BEGIN
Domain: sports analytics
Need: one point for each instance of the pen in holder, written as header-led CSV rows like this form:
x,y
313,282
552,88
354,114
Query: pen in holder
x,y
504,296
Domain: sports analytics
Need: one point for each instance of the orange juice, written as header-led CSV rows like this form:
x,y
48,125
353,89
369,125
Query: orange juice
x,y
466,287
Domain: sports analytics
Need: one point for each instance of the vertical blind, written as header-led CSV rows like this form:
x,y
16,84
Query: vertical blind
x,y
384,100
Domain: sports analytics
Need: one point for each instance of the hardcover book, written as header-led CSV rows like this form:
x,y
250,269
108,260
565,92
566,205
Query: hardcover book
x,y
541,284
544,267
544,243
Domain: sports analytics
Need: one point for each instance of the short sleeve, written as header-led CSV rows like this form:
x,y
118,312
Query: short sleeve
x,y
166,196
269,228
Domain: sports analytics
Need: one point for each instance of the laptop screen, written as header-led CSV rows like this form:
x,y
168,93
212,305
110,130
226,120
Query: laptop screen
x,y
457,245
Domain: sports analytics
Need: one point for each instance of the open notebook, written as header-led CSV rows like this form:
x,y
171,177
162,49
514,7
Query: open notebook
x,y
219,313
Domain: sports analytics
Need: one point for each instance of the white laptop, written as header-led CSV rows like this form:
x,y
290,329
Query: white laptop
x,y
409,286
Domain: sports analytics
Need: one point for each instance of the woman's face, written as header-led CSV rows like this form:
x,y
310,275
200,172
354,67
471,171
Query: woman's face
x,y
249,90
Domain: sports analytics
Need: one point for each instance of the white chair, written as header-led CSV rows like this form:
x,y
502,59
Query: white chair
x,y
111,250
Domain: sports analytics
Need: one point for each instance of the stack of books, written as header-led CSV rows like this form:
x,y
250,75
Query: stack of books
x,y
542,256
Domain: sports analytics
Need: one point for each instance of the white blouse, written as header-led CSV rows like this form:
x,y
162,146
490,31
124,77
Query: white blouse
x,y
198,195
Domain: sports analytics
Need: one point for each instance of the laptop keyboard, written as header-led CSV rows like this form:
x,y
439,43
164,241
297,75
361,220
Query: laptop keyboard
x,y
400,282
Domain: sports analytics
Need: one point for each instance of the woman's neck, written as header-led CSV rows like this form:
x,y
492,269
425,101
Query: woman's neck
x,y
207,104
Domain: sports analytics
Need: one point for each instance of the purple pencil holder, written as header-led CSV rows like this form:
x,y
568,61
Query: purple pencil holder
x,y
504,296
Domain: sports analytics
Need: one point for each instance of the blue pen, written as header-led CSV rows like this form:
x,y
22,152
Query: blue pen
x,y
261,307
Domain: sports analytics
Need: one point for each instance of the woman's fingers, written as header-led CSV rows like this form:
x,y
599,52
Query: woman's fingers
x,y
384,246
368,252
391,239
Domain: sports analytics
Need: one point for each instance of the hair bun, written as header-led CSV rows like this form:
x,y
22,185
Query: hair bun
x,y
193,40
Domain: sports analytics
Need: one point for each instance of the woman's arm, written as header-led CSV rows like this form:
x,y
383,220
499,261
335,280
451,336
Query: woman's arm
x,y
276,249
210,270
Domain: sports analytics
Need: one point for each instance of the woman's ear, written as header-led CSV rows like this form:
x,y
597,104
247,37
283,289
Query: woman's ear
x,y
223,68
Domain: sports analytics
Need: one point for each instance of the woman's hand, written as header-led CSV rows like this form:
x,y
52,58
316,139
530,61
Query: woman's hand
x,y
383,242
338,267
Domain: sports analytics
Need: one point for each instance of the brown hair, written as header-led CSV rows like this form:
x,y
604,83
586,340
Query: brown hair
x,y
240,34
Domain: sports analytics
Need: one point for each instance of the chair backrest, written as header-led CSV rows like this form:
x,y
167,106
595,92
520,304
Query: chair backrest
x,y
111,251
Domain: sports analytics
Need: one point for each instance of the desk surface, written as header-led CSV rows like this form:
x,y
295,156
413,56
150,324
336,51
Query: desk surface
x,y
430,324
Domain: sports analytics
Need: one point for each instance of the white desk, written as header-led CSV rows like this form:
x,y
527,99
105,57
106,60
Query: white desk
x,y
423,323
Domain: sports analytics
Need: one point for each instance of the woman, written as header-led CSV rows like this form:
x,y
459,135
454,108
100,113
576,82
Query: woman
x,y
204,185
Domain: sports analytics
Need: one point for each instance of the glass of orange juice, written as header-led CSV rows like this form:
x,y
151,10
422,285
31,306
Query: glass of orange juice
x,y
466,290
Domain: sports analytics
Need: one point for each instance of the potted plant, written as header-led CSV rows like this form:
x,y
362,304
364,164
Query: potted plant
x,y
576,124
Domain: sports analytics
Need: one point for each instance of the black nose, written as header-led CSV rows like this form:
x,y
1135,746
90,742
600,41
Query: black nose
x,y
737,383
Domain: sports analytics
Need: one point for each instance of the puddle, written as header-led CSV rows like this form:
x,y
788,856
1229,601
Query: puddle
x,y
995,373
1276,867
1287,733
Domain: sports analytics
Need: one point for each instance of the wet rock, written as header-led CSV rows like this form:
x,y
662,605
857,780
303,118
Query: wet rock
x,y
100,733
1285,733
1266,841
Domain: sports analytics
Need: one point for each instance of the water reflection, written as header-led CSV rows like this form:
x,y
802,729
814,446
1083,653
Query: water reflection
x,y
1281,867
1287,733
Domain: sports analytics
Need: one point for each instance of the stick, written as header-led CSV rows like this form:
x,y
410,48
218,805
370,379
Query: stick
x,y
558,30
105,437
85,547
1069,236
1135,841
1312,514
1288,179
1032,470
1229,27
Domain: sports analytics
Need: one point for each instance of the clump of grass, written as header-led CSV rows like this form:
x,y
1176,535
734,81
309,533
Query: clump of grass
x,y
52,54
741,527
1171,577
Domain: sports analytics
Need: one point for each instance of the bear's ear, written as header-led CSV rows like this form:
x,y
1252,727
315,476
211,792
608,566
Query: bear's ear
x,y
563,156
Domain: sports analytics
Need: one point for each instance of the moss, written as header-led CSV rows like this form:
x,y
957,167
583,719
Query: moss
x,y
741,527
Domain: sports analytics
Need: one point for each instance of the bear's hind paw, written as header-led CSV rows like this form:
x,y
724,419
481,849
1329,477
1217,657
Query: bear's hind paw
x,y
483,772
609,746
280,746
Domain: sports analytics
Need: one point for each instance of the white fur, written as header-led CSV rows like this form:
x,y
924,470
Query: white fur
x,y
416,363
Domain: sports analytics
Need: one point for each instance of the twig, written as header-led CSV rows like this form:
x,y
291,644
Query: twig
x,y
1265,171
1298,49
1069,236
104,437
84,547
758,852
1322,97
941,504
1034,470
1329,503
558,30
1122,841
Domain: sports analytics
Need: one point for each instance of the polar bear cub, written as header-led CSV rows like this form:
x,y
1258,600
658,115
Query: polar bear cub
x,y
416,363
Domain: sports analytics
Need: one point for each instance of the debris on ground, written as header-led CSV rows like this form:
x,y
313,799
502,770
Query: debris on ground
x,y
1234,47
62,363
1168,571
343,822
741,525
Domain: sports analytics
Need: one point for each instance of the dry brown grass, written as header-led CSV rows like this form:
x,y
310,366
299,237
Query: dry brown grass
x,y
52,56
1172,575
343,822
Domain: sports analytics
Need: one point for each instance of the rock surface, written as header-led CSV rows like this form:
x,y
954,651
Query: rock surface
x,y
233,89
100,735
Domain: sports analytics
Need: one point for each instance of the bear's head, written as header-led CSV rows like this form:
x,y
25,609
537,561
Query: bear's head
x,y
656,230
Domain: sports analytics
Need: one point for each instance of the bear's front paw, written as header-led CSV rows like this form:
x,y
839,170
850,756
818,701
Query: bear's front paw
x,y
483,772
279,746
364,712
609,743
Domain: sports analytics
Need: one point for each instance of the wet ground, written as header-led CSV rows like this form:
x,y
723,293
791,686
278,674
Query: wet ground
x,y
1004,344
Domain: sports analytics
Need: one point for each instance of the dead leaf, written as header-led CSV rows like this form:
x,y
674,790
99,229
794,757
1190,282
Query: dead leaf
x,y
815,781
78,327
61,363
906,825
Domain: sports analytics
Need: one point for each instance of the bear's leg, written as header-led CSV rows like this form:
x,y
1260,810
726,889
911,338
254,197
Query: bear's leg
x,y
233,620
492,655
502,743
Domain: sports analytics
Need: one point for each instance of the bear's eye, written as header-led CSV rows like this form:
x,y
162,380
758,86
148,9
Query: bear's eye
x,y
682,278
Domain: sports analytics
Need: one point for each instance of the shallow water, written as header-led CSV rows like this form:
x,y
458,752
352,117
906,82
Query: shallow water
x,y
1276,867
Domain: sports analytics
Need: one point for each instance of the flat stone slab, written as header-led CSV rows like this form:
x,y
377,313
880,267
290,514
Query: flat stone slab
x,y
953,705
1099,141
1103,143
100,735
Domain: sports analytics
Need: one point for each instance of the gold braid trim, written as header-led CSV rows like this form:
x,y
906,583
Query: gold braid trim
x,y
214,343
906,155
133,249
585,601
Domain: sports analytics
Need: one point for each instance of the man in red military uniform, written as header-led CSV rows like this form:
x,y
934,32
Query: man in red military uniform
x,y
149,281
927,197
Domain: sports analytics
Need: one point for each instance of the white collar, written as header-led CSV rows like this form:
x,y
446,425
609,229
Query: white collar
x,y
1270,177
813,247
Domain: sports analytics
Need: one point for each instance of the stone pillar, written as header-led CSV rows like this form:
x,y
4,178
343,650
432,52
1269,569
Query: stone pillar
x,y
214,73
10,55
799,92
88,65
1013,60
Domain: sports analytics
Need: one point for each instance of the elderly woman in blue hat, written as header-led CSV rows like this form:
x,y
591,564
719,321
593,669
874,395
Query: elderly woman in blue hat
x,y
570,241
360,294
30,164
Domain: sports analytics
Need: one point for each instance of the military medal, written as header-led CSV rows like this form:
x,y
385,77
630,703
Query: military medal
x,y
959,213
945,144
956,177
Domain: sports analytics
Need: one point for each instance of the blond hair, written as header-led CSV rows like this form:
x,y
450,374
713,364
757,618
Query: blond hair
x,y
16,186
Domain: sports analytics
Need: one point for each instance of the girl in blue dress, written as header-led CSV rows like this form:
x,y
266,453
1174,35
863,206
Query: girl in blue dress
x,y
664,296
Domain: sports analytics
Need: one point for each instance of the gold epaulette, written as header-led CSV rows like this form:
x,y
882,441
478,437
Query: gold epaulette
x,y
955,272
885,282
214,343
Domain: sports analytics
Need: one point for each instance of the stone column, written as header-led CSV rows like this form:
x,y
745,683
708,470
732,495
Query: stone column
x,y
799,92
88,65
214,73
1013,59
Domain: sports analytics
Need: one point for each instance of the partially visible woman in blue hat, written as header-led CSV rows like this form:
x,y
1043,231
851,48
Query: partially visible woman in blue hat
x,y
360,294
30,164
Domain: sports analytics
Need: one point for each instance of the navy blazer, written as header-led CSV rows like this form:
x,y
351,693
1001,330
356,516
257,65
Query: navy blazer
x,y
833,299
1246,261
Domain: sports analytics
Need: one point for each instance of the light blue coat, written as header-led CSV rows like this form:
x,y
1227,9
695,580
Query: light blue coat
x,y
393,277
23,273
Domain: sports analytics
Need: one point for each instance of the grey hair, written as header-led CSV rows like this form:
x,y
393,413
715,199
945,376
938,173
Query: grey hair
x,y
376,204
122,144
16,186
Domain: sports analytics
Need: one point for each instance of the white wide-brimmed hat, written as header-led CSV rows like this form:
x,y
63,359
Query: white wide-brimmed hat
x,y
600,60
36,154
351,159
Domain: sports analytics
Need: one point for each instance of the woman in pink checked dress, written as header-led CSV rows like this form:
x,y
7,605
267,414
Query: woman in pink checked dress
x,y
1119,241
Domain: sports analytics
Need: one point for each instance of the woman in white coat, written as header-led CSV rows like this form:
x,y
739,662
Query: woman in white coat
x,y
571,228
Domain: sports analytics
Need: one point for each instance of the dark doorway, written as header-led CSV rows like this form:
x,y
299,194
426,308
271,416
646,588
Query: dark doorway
END
The problem —
Output only an exact transcription of the lines above from the one with "Need: one point for each instance of the military" up to and including the one with "Need: one point for each instance of the gold epaulette, written".

Result of this task —
Need: one point for each instance of the military medal, written as header-led CSV rows like this form:
x,y
385,77
630,703
Query: military medal
x,y
959,213
945,144
956,177
Domain: sports analytics
Need: one point for each instance of the blond hair, written as header-led CSV rows like this form:
x,y
450,374
713,364
757,618
Query: blond hair
x,y
16,186
Domain: sports analytics
Need: one point for each instance of the girl in blue dress, written as header-led CSV rows like this form:
x,y
266,453
1174,35
863,206
Query: girl in blue dress
x,y
664,296
Domain: sports analytics
Need: one point for each instance of the gold epaulette, written as header-led CSV rows like this form:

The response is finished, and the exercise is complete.